One thing that we found had a huge affect on indexing time was our
decision to really make our index as lean as possible. Eric Larson and I
took our original Solr schema from our first prototype and cleaned up
all the sloppy places. I think we went from about 6 hours to about 3.5
hours.

Most of the trimming involved taking a hard look at what needs to be
indexed vs. what needs to be stored or whether end users need all the
nuances of MARC fields. E.g., does any patron ever search by title added
entry or should a 'smart' title search translate that our our end?
Single record display is another story, but we store the full raw MARC.

Our first version had 78 fields and the SOLR_HOME/data/index directory
had about 25GB. The new numbers are 34 fields and about 16GB.

———

§ Written tasks
[1] In the Solr indexing post, about how large was the SOLR_HOME/data/index directory in the first version?
[2] Write out the Solr indexing post from "Most of the" up to and including "our our end?".
[3] Continue the Solr indexing post from where it stops.
The listing after this point is separate from the Solr indexing post.

§ Data
———

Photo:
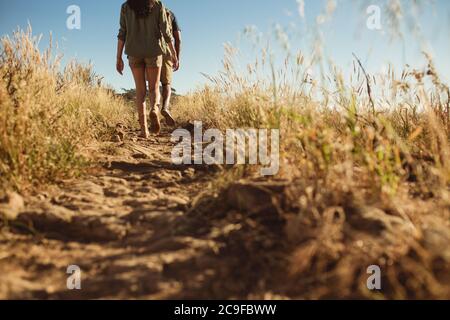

———

§ Outputs by task
[1] About 25GB.

[2]
Most of the trimming involved taking a hard look at what needs to be
indexed vs. what needs to be stored or whether end users need all the
nuances of MARC fields. E.g., does any patron ever search by title added
entry or should a 'smart' title search translate that our our end?

[3]
Our challenge is to see whether the scaled back index can do everything
our librarians expect it to do when people start taking a closer look at
it...

-Steve


Bill Dueber wrote:
I've done a little profiling of solrmarc lately, tracking down a stupid
bug in one of my own custom methods.  Once I fixed that, I found that
after a few hundred-thousand records any processing being done by either
me or solrmarc core code is totally swallowed up by the cost of adding
to and merging indexes. More than 90% of the time on the profile I had
on my desk today was spent just letting lucene do its thing. I'm pretty
sure the bottleneck is merging, since otherwise we wouldn't see
differences in throughput (records/second) based on the size of the
input file, right? Or am I thinking about this wrong?

Optimization of the underlying lucene processing (which I know
absolutely nothing about) is, I think, where to focus. The time taken by
everything else is just noise as near as I can tell. I'd love to find
out if anyone else has done any profiling, because our 6-million record
indexing process right now takes about 10 hours on kickass hardware and
I'd love to shorten that so I can do a full index more often.

-Bill-



On Thu, Oct 29, 2009 at 5:23 PM, Naomi Dushay <ndu...@stanford.edu
608-265-2844 (ph)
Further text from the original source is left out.